#### Set problem
Starting from the line that contains "Where can the person skating", reproduce each line exactly through the end of the material, and include no other lines.

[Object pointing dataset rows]
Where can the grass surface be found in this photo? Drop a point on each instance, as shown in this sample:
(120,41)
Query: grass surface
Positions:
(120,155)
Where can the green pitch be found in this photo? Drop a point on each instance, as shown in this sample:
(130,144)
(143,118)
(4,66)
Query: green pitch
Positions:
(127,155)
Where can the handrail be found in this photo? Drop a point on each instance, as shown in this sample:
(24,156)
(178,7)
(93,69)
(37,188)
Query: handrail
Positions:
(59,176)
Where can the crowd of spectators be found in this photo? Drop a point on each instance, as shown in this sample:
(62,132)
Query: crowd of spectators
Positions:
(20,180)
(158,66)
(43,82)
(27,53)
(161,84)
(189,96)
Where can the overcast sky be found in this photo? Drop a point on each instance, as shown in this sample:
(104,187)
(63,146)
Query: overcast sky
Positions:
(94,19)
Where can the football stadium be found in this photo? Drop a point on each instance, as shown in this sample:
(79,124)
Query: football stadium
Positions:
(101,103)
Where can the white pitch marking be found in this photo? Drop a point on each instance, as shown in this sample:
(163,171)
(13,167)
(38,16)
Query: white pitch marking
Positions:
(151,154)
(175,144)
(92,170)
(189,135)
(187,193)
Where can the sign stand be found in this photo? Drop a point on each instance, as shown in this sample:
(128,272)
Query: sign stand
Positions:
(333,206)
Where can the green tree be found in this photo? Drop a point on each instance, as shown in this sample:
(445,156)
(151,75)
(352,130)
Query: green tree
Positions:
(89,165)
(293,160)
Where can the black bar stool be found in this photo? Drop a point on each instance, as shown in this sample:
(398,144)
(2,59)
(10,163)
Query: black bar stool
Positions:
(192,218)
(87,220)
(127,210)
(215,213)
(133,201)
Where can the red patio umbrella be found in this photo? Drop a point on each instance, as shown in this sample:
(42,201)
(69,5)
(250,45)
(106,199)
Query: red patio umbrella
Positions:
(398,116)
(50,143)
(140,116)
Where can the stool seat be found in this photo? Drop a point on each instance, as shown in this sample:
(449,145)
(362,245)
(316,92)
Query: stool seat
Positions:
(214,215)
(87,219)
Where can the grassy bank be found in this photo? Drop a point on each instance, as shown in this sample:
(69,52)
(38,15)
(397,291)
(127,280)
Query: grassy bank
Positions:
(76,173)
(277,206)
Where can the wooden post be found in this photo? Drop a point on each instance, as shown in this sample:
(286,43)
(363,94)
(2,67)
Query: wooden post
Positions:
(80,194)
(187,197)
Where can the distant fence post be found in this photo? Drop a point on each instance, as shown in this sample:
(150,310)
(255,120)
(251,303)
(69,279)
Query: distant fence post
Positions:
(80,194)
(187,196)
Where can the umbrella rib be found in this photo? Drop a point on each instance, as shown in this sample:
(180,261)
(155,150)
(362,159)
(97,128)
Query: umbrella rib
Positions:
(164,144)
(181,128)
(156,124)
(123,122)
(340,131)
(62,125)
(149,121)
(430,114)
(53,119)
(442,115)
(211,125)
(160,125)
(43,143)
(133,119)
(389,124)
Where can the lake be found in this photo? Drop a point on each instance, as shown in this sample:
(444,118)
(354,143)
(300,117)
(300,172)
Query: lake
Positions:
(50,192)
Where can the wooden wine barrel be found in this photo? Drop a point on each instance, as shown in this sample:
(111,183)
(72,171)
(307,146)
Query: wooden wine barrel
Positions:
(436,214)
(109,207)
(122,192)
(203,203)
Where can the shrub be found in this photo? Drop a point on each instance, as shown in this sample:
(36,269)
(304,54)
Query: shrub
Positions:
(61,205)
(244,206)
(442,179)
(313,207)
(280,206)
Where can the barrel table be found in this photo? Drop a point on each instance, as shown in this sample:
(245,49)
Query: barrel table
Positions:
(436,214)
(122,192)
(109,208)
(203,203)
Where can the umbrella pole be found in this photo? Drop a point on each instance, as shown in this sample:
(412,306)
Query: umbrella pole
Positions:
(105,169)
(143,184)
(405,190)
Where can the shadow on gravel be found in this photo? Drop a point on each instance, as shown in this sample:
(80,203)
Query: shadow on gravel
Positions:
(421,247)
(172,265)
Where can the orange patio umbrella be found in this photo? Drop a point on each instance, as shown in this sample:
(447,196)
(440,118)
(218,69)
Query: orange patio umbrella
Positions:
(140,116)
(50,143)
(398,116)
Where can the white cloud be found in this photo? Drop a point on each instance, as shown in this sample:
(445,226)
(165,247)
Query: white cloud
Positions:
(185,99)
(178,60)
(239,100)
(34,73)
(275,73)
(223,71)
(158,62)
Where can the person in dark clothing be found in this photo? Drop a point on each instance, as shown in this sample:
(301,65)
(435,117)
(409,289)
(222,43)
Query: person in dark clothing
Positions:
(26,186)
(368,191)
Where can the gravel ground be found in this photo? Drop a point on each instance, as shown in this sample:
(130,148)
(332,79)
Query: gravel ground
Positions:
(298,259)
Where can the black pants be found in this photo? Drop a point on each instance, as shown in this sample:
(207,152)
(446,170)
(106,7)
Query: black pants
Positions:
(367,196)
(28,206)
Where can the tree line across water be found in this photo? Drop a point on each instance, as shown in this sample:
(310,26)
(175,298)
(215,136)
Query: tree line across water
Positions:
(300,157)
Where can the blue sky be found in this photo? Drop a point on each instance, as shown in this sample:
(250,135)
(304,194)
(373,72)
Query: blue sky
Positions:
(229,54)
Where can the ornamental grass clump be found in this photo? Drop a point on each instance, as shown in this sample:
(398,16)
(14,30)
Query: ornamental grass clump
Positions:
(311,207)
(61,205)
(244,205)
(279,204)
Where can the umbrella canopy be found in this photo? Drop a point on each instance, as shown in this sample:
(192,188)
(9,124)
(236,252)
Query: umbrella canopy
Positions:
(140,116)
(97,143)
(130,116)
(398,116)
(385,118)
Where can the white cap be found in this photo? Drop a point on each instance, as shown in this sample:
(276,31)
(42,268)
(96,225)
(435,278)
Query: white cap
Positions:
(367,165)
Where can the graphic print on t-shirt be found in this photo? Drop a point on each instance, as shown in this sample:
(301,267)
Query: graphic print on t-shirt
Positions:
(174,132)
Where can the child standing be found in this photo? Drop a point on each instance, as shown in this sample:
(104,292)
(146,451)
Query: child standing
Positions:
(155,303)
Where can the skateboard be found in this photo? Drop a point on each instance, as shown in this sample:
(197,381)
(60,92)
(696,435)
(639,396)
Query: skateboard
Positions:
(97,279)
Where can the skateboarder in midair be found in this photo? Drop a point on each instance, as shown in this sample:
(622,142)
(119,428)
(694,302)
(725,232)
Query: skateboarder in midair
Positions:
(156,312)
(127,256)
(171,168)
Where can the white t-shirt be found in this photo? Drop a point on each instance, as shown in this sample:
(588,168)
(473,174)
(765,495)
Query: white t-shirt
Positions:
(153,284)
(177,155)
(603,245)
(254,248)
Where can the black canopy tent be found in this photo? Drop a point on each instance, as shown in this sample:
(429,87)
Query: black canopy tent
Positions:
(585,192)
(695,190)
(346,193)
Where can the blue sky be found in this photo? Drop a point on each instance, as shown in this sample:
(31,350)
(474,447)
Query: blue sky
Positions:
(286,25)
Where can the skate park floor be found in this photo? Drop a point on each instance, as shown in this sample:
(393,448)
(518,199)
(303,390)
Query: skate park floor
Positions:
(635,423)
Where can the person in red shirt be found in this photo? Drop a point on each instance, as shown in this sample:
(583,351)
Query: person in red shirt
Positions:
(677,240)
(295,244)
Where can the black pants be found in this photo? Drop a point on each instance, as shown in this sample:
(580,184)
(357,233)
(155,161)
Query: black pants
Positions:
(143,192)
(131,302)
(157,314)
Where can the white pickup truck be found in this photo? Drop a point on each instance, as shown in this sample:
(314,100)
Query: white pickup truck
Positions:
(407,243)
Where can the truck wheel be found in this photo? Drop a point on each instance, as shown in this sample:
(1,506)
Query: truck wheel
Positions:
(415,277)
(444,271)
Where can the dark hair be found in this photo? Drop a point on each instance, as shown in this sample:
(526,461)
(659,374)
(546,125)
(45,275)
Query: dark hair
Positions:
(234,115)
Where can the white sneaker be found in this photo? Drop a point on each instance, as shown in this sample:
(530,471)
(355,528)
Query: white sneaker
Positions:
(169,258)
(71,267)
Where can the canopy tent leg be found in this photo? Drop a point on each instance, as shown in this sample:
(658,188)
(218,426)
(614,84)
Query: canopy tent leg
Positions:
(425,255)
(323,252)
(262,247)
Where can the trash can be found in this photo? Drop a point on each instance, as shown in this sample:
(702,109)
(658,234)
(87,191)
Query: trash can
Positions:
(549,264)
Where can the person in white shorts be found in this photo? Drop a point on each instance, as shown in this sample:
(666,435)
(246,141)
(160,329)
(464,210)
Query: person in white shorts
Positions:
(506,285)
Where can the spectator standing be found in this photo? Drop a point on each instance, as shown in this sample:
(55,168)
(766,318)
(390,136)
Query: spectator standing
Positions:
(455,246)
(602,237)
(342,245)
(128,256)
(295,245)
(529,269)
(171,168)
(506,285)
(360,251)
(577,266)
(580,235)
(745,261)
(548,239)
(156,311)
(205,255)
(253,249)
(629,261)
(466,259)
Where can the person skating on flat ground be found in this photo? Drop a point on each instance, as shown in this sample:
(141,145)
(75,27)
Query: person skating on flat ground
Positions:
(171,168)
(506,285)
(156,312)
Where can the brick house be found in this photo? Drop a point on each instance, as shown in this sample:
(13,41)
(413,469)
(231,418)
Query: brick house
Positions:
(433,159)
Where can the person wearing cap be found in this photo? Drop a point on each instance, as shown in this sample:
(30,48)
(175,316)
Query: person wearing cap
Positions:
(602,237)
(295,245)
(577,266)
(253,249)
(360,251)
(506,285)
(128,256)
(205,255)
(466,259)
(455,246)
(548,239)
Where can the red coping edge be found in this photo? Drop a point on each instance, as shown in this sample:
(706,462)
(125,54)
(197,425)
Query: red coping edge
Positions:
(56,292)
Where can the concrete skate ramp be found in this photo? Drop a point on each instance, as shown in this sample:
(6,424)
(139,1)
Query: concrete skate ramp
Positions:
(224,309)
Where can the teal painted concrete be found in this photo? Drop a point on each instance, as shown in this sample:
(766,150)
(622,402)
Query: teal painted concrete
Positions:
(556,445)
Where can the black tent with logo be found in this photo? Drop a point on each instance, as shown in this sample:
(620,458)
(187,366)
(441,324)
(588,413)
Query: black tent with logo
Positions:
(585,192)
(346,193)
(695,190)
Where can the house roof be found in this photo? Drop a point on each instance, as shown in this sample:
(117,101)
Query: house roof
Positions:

#### Exercise response
Where can the person skating on flat ground be found in this photo? Drop a point on each instance, as shown in this sample:
(141,145)
(75,27)
Query: person skating on flat ground
Positions:
(171,168)
(506,285)
(156,312)
Where can the brick house be found in this photo? Drop a point on each instance, as shown in this sample:
(13,41)
(413,469)
(231,418)
Query: brick house
Positions:
(433,159)
Where can the person wearing cap be found in this photo? Drop a point on each instance, as shown in this sample:
(30,48)
(175,316)
Query: person wearing cap
Positions:
(602,237)
(295,245)
(577,266)
(253,249)
(360,251)
(506,285)
(128,256)
(205,255)
(466,259)
(455,246)
(548,239)
Where can the red coping edge be found in this photo? Drop a point on each instance, as shown in this sample:
(706,462)
(125,54)
(197,425)
Query: red coping edge
Positions:
(56,292)
Where can the concrete skate ramp be found in this photo? Drop a point on each instance, as shown in this sample:
(6,424)
(139,1)
Query: concrete skate ramp
Positions:
(224,309)
Where can the teal painted concrete be found in this photo? Drop a point on each instance, as shown in this sample:
(766,150)
(622,402)
Query: teal painted concrete
Positions:
(556,445)
Where can the black tent with logo be found in this photo? Drop a point on each instance, as shown in this sample:
(620,458)
(187,366)
(441,324)
(588,413)
Query: black tent with logo
Positions:
(585,192)
(346,193)
(695,190)
Where can the house roof be found in this photo? Drop a point on each instance, as shown in this sample:
(117,101)
Query: house roof
Positions:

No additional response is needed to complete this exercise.